— Instructions for the task —
Present the lines of the items below as a numbered list, omitting any blank lines.

— Dataset records —
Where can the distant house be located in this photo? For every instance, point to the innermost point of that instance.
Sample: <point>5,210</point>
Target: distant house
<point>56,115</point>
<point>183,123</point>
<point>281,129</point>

— Complete output —
1. Where can the distant house be located in this photo? For every instance, point to the innermost point of that instance.
2. Sample: <point>5,210</point>
3. Target: distant house
4. <point>56,115</point>
5. <point>183,123</point>
6. <point>281,129</point>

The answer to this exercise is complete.